▶ Dataset extract

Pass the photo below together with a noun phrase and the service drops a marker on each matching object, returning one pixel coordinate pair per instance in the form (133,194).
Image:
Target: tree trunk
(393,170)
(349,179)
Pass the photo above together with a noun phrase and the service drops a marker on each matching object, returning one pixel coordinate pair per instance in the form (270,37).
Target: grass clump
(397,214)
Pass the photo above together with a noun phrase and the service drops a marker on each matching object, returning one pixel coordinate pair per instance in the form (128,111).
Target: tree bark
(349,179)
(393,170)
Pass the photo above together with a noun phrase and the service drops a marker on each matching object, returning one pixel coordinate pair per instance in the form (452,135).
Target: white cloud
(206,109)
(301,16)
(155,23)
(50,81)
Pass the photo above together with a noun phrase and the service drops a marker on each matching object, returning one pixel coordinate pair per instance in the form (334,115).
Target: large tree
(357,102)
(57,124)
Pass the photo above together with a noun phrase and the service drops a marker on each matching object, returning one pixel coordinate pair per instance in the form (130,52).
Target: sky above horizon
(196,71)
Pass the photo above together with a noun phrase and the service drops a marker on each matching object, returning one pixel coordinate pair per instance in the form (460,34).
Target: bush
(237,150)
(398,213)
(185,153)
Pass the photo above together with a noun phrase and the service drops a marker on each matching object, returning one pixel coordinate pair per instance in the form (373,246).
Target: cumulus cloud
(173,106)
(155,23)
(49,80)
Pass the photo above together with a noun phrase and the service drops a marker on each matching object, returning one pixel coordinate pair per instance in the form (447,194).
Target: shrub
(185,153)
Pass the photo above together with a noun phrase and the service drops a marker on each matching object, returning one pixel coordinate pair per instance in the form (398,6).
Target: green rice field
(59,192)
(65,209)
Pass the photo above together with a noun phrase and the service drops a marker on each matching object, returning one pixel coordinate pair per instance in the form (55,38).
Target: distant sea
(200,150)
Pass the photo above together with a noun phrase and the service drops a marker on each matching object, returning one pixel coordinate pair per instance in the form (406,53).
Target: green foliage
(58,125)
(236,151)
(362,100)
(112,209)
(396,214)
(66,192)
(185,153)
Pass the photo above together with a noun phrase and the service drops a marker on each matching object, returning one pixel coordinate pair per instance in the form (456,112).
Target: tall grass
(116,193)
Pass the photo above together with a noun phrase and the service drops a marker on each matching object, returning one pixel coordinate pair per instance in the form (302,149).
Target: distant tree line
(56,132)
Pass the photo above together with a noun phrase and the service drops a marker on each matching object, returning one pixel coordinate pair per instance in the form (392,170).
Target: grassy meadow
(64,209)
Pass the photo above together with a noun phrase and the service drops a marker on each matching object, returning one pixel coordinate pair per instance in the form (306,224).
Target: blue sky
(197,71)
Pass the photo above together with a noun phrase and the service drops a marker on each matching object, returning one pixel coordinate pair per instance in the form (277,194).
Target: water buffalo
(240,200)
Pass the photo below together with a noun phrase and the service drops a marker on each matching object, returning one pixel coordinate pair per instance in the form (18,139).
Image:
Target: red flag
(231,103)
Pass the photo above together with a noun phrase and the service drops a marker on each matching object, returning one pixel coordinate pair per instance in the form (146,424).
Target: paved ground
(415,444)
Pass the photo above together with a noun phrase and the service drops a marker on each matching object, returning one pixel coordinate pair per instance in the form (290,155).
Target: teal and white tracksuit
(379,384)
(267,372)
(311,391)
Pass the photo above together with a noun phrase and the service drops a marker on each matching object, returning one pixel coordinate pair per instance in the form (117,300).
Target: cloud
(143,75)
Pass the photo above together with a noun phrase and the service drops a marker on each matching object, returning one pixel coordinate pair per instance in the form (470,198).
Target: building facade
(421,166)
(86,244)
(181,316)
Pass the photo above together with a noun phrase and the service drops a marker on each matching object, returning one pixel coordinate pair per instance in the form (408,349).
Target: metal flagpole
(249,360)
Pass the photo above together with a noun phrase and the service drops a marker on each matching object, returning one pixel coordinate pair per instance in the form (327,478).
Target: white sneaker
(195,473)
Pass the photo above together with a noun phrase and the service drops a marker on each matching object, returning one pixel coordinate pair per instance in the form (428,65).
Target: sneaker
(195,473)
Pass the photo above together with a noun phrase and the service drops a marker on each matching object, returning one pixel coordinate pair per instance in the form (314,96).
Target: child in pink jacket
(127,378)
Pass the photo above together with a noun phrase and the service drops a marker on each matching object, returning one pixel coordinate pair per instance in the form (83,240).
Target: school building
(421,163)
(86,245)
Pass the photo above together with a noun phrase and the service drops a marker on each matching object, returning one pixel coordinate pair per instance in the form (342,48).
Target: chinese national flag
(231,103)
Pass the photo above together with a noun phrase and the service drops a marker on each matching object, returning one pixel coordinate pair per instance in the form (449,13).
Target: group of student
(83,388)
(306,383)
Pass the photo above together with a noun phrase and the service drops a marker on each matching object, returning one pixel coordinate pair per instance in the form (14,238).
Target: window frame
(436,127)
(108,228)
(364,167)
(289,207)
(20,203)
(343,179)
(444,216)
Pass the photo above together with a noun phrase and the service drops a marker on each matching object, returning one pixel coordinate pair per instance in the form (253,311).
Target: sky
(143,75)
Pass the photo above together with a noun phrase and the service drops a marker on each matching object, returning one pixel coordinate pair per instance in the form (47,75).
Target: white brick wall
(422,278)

▶ Exercise requirements
In full and word for word, reproduce the data above.

▶ Your solution
Pass the photo below together with a noun phrase and the service drops a marker on each matching object, returning one pixel coordinate pair per instance in the form (133,194).
Image:
Target: tree trunk
(393,170)
(349,179)
Pass the photo above together with a noun phrase and the service drops a marker on each matching object, returning one pixel coordinate pair per instance in the form (270,37).
Target: grass clump
(397,214)
Pass the photo above together with a noun phrase and the service drops a marker on each matching object, returning one pixel coordinate pair per instance in the form (128,111).
Target: tree bark
(349,179)
(393,170)
Pass the photo above together with a noun phrase and the service drops a marker on each matching object, returning one pixel coordinate pair per instance in the form (452,135).
Target: white cloud
(206,109)
(301,16)
(155,23)
(50,81)
Pass the photo above together with a noun phrase and the service drops a marker on each matching object, returning one pixel coordinate pair per instance in the form (334,115).
Target: large tree
(357,102)
(57,124)
Pass the photo above together with a noun phrase and the service drops a marker on each matching object, returning one pixel coordinate pair per instance in the form (130,52).
Target: sky above horizon
(196,71)
Pass the photo above together with a noun phrase and the service drops a marker on each matching object, returning one pixel coordinate pair per instance in the form (460,34).
Target: bush
(237,150)
(398,213)
(185,153)
Pass the photo above together with a noun phrase and the service drops a marker on each matching object, returning one pixel coordinate pair per instance in the form (373,246).
Target: cumulus cloud
(173,106)
(155,23)
(49,80)
Pass the photo above together with a noun phrase and the service drops a marker on each matching object, returning one pixel coordinate pair per instance in the form (447,194).
Target: shrub
(185,153)
Pass the photo above together with a noun phrase and the service drops a marker on each matching object, returning one pixel coordinate pair per instance in the form (398,6).
Target: green rice field
(59,192)
(65,209)
Pass the photo above together with a noun phrase and the service drops a marker on each matching object, returning one pixel coordinate pair per instance in the form (55,38).
Target: distant sea
(200,150)
Pass the photo above together with a noun phrase and the service drops a marker on each matching object, returning one pixel coordinate pair per instance in the form (406,53).
Target: green foliage
(58,125)
(236,151)
(362,100)
(112,209)
(396,214)
(66,192)
(185,153)
Pass the photo above together with a noun phrase and the service drops a marker on each matching object, returning one pixel coordinate pair per instance in the form (456,112).
Target: tall grass
(116,193)
Pass the photo above together with a noun phrase and the service drops a marker on each matching object, returning one pixel coordinate pair per instance in the form (302,149).
Target: distant tree line
(56,132)
Pass the photo above together with a noun phrase and the service drops a marker on each matching object, returning one pixel coordinate pair per instance in the form (392,170).
Target: grassy meadow
(64,209)
Pass the photo above together with a noun phrase and the service drops a marker on each matching object, returning one pixel coordinate pair per instance in the form (306,224).
Target: blue sky
(197,71)
Pass the photo above together with a noun phrase and the service drops a marker on each matching object, returning one pixel coordinate pair per instance in the form (277,194).
Target: water buffalo
(240,200)
Pass the photo below together with a noun phrase and the service drops a marker on each matching object, returning one pixel coordinate pair per instance in the form (18,139).
Image:
Target: red flag
(231,103)
Pass the photo above together with a noun phrase and the service drops a marker on each matching object, returning one pixel coordinate pair per instance in the form (146,424).
Target: paved ground
(415,444)
Pass the photo above together with a noun phrase and the service drops a marker on each matching object, returning one pixel coordinate pair per instance in the form (290,155).
Target: teal and white tracksuit
(379,384)
(267,372)
(311,391)
Pass the photo above together with a noun phrase and the service drops a marker on each matching object, returning one pixel coordinate pair per instance in the form (117,300).
Target: cloud
(143,75)
Pass the photo above together with a noun phrase and the service drops a marker on each matching object, returning one pixel coordinate pair per instance in the form (470,198).
Target: building facade
(421,166)
(86,244)
(181,316)
Pass the photo above together with a noun phrase and the service drops a marker on each matching object, returning one pixel coordinate pair per instance in the form (408,349).
Target: metal flagpole
(249,360)
Pass the photo above together with a noun phrase and the service drops a marker on each matching object, returning one pixel coordinate pair per instance in the form (327,478).
Target: white sneaker
(195,473)
Pass the photo above together with a noun phrase and the service drops a marker on each matching object, returning one pixel coordinate pair per instance in the form (428,65).
Target: sneaker
(195,473)
Pass the photo above together with a noun phrase and the service drops a marker on each matching object, returning one pixel coordinate pair per instance in the form (314,96).
Target: child in pink jacket
(127,378)
Pass the photo above together with a noun phrase and the service drops a marker on each matching object, returning one pixel coordinate pair per instance in the form (83,240).
Target: school building
(421,163)
(86,245)
Pass the photo above together with a noun phrase and the service drops a marker on each matching object, returning one pixel coordinate pair per instance in the form (342,48).
Target: chinese national flag
(231,103)
Pass the photo above together with a noun phrase and the service drops a marker on each matching object, returning one pixel coordinate pair per instance in the form (449,13).
Target: group of student
(83,388)
(306,383)
Pass the photo above together with a noun phrase and the service drops a marker on each matching object, returning one pixel coordinate pair per instance in the form (14,238).
Target: window frame
(436,127)
(108,228)
(364,167)
(289,207)
(20,203)
(343,179)
(444,216)
Pass the photo above together with a noun phrase and the service drops a marker on each matching object, returning one pixel coordinate pair per instance in the form (253,311).
Target: sky
(143,75)
Pass the photo above together with a noun phrase and the service drops a marker on each matching object, returning one pixel coordinate pair per instance in the form (47,75).
Target: white brick wall
(422,278)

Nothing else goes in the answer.